Image point grounding data:
⁂

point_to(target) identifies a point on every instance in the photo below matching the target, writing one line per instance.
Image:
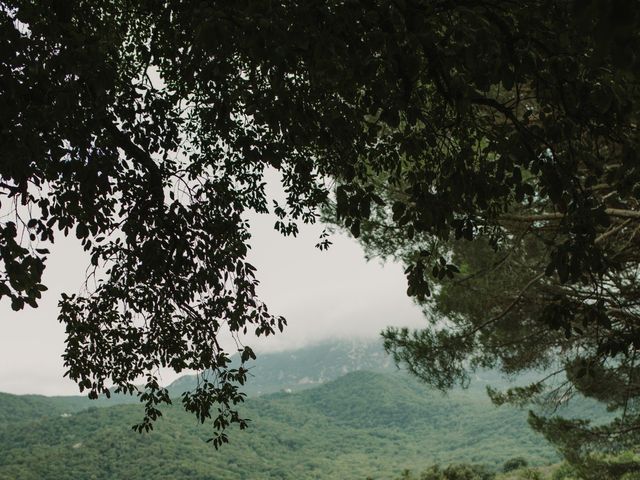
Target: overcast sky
(323, 295)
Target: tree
(539, 168)
(145, 128)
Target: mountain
(361, 424)
(306, 367)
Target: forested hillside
(363, 424)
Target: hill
(306, 367)
(362, 424)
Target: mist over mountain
(305, 367)
(341, 410)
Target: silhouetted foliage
(145, 129)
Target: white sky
(323, 295)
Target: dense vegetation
(363, 424)
(146, 128)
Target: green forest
(361, 425)
(365, 424)
(489, 148)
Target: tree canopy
(493, 136)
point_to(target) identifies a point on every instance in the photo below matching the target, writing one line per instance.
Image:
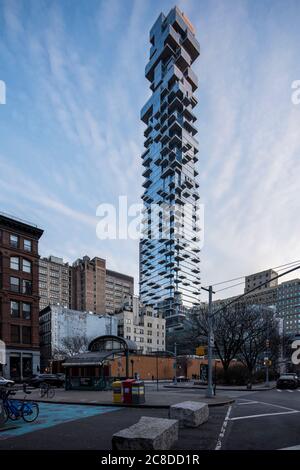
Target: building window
(27, 287)
(26, 266)
(26, 311)
(15, 284)
(15, 263)
(14, 241)
(15, 333)
(27, 245)
(14, 309)
(26, 335)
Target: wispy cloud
(71, 136)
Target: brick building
(19, 296)
(93, 288)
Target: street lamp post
(209, 391)
(156, 372)
(175, 363)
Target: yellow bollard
(117, 391)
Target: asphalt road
(256, 421)
(62, 427)
(263, 421)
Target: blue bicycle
(15, 409)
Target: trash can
(2, 415)
(138, 392)
(127, 390)
(117, 391)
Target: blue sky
(71, 139)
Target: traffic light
(201, 350)
(267, 362)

⁂

## To do
Could you retype exactly the lines above from the one containing "Target: wispy cloud" through the last line of the records, both included, and nothing else?

## Answer to the exercise
Target: wispy cloud
(71, 136)
Target: brick building
(19, 296)
(93, 288)
Target: street lamp post
(209, 391)
(156, 372)
(175, 363)
Target: yellow bollard
(117, 391)
Target: asphalt road
(256, 421)
(62, 427)
(263, 421)
Target: blue bicycle
(15, 409)
Target: trash can
(2, 415)
(138, 392)
(127, 390)
(117, 391)
Target: blue sky
(71, 139)
Target: traffic light
(201, 350)
(267, 362)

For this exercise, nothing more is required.